Write every line of the records below as a JSON list of strings, one string per line, leaving out blank lines.

-------- Input material

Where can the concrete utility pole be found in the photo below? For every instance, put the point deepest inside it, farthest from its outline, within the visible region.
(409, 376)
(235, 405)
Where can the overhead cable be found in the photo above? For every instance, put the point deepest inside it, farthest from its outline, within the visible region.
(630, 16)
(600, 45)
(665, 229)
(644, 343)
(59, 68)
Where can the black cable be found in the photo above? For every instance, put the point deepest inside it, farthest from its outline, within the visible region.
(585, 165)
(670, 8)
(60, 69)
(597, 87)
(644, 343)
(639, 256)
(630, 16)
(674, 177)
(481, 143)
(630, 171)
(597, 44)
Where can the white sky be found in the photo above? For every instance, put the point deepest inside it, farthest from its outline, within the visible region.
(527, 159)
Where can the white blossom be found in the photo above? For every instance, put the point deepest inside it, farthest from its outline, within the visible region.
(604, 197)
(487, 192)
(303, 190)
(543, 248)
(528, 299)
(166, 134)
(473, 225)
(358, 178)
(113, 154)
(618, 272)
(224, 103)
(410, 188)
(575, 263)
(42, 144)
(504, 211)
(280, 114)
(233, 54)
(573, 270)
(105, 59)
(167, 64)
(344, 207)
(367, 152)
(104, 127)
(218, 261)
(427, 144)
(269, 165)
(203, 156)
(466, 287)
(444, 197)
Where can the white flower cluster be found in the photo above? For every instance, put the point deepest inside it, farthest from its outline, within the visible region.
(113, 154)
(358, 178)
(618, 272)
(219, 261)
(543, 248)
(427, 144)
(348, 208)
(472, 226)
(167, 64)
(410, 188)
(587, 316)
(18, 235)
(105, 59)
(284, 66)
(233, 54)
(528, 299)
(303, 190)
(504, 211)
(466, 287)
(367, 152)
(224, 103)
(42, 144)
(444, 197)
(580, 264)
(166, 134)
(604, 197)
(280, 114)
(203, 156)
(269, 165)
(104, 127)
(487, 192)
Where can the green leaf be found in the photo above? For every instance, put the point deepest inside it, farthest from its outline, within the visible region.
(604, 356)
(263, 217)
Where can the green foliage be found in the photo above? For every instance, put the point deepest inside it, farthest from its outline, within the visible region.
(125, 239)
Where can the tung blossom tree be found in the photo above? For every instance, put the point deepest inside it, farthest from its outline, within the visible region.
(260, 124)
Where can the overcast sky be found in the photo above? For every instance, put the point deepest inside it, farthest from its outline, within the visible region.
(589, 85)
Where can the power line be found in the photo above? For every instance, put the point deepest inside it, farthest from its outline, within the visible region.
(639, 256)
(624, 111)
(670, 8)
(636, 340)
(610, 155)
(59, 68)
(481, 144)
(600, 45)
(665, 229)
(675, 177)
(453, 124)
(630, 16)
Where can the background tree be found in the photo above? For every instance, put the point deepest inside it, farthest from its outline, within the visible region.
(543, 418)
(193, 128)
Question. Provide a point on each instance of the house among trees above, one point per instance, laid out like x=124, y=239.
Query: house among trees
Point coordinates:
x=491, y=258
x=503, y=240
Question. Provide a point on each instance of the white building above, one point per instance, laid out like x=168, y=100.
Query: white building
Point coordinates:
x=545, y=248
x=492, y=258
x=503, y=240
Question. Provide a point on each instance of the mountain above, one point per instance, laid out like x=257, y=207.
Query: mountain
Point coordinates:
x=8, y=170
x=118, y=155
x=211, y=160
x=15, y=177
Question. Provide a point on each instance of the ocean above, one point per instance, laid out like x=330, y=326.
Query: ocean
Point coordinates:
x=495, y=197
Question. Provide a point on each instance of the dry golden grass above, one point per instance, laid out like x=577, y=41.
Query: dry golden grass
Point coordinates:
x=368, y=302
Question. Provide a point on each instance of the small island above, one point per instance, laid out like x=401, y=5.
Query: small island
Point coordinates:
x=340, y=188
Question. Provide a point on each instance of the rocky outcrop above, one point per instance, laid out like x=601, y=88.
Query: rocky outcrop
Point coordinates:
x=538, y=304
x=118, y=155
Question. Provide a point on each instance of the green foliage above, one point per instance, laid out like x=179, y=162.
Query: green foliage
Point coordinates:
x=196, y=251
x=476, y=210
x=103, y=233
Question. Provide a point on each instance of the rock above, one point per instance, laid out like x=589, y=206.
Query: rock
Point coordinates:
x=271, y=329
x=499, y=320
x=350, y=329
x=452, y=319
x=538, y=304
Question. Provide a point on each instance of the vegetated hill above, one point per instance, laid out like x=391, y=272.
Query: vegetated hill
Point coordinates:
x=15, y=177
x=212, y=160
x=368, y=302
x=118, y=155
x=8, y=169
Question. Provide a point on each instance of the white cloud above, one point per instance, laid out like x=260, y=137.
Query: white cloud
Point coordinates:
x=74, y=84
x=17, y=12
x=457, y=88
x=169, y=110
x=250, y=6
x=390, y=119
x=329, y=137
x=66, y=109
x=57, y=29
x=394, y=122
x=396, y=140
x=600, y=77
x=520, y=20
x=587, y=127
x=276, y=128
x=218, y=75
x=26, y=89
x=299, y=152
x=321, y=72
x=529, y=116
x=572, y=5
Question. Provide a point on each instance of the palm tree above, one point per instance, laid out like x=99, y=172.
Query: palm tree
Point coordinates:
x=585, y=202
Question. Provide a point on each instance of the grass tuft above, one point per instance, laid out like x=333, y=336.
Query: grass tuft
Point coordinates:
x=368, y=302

----------------

_Exercise solution_.
[
  "Where can the concrete utility pole be found in the photo below? For every instance, put the point deepest inside it, farthest from its outline, within the visible region.",
  "(409, 376)",
  "(235, 405)",
  "Where can the overhead cable be found in the photo above? For every instance, put the point deepest inside it, farthest from its outline, within the visible region.",
  "(630, 16)",
  "(600, 45)",
  "(665, 229)",
  "(644, 343)",
  "(59, 68)",
  "Where can the black cable be found in the photo above? For every instance, put the point deepest inside it, farthest from its outline, within the visible region.",
  "(585, 165)",
  "(670, 8)",
  "(60, 69)",
  "(597, 87)",
  "(644, 343)",
  "(639, 256)",
  "(630, 16)",
  "(674, 177)",
  "(481, 143)",
  "(630, 171)",
  "(597, 44)",
  "Where can the white sky be found in the photo above? For every instance, put the point deepest inside it, farthest from its outline, within the visible region.",
  "(527, 159)",
  "Where can the white blossom be found in the photo above? For every instance, put the point deepest inside it, farthest from its outline, within the visible region.",
  "(604, 197)",
  "(487, 192)",
  "(303, 190)",
  "(543, 248)",
  "(528, 299)",
  "(166, 134)",
  "(473, 225)",
  "(358, 178)",
  "(113, 154)",
  "(618, 272)",
  "(224, 103)",
  "(410, 188)",
  "(575, 263)",
  "(42, 144)",
  "(504, 211)",
  "(280, 114)",
  "(233, 54)",
  "(573, 270)",
  "(105, 59)",
  "(167, 64)",
  "(344, 207)",
  "(367, 152)",
  "(104, 127)",
  "(218, 261)",
  "(427, 144)",
  "(269, 165)",
  "(203, 156)",
  "(466, 287)",
  "(444, 197)",
  "Where can the white flower cluster be found in the photo above? For every instance, put the point deepest inside it, farthest from its outline, within the visible region.",
  "(113, 154)",
  "(358, 178)",
  "(618, 272)",
  "(219, 261)",
  "(543, 248)",
  "(427, 144)",
  "(348, 208)",
  "(472, 226)",
  "(167, 64)",
  "(410, 188)",
  "(587, 316)",
  "(18, 235)",
  "(105, 59)",
  "(284, 66)",
  "(233, 54)",
  "(528, 299)",
  "(303, 190)",
  "(504, 211)",
  "(466, 287)",
  "(367, 152)",
  "(224, 103)",
  "(42, 144)",
  "(444, 197)",
  "(580, 264)",
  "(166, 134)",
  "(604, 197)",
  "(280, 114)",
  "(203, 156)",
  "(269, 165)",
  "(104, 127)",
  "(487, 192)",
  "Where can the green leaf be found in the photo above? For every instance, put the point deepest inside it, farthest from its outline, within the visible region.",
  "(604, 356)",
  "(263, 217)",
  "Where can the green foliage be found in the photo above? For every instance, put the point deepest inside it, farthest from its outline, within the visible region.",
  "(125, 239)",
  "Where can the tung blossom tree be found in the photo above? For every instance, put the point deepest inside it, farthest from its outline, within the visible region.",
  "(260, 124)",
  "Where can the overcast sky be found in the photo above? For every instance, put the point deepest inside it, farthest from its outline, within the visible region.",
  "(589, 85)",
  "Where can the power line be found in the photo above? For every instance, put the point deepest inside it, farthest from its outline, within the visible region.",
  "(639, 256)",
  "(624, 111)",
  "(670, 8)",
  "(636, 340)",
  "(610, 155)",
  "(59, 68)",
  "(481, 144)",
  "(600, 45)",
  "(665, 229)",
  "(675, 177)",
  "(453, 124)",
  "(630, 16)",
  "Where can the background tree be found in the photo above? For every instance, put the point deepest inside it, farthest from its outline, within the visible region.",
  "(543, 418)",
  "(193, 128)",
  "Question. Provide a point on each instance of the house among trees above, one point per instance, laid out like x=124, y=239.",
  "Query: house among trees",
  "Point coordinates:",
  "x=491, y=258",
  "x=503, y=240",
  "Question. Provide a point on each instance of the white building above, one point per instance, laid out like x=168, y=100.",
  "Query: white building",
  "Point coordinates:",
  "x=545, y=248",
  "x=492, y=258",
  "x=503, y=240",
  "Question. Provide a point on each instance of the mountain above, one point per instance, laid out like x=257, y=207.",
  "Query: mountain",
  "Point coordinates:",
  "x=8, y=170",
  "x=118, y=155",
  "x=211, y=160",
  "x=15, y=177",
  "Question. Provide a point on each instance of the ocean above, one point per instance, laid out like x=330, y=326.",
  "Query: ocean",
  "Point coordinates:",
  "x=495, y=197",
  "Question. Provide a point on each instance of the dry golden grass above, one point per instance, laid out like x=577, y=41.",
  "Query: dry golden grass",
  "Point coordinates:",
  "x=368, y=302",
  "Question. Provide a point on each instance of the small island above, one point per instance, laid out like x=401, y=5.",
  "Query: small island",
  "Point coordinates:",
  "x=340, y=188",
  "Question. Provide a point on each instance of the rocky outcrop above, one point per instance, laid out like x=601, y=88.",
  "Query: rocky outcrop",
  "Point coordinates:",
  "x=538, y=304",
  "x=118, y=155",
  "Question. Provide a point on each instance of the green foliage above, one point per instance, laid out like x=179, y=162.",
  "Query: green foliage",
  "Point coordinates:",
  "x=196, y=251",
  "x=476, y=210",
  "x=103, y=233",
  "Question. Provide a point on each instance of the rock above, one point per instance, laid out like x=589, y=206.",
  "Query: rock",
  "Point coordinates:",
  "x=271, y=329",
  "x=499, y=320",
  "x=350, y=329",
  "x=452, y=319",
  "x=538, y=304",
  "Question. Provide a point on each instance of the vegetated hill above, one point per instance, laid out like x=391, y=272.",
  "Query: vegetated hill",
  "Point coordinates:",
  "x=15, y=177",
  "x=212, y=160",
  "x=368, y=302",
  "x=118, y=155",
  "x=8, y=169",
  "Question. Provide a point on each instance of the white cloud above, one point per instance, laid out like x=260, y=137.",
  "Query: white cloud",
  "Point coordinates:",
  "x=74, y=84",
  "x=17, y=12",
  "x=457, y=88",
  "x=169, y=110",
  "x=250, y=6",
  "x=390, y=119",
  "x=329, y=137",
  "x=66, y=109",
  "x=57, y=29",
  "x=394, y=122",
  "x=396, y=140",
  "x=600, y=77",
  "x=520, y=20",
  "x=587, y=127",
  "x=276, y=128",
  "x=218, y=75",
  "x=26, y=89",
  "x=299, y=152",
  "x=321, y=72",
  "x=529, y=116",
  "x=572, y=5",
  "Question. Provide a point on each instance of the palm tree above, one point per instance, laid out like x=99, y=172.",
  "Query: palm tree",
  "Point coordinates:",
  "x=585, y=202",
  "Question. Provide a point on each instance of the grass tuft above, one point per instance, laid out like x=333, y=336.",
  "Query: grass tuft",
  "Point coordinates:",
  "x=368, y=302"
]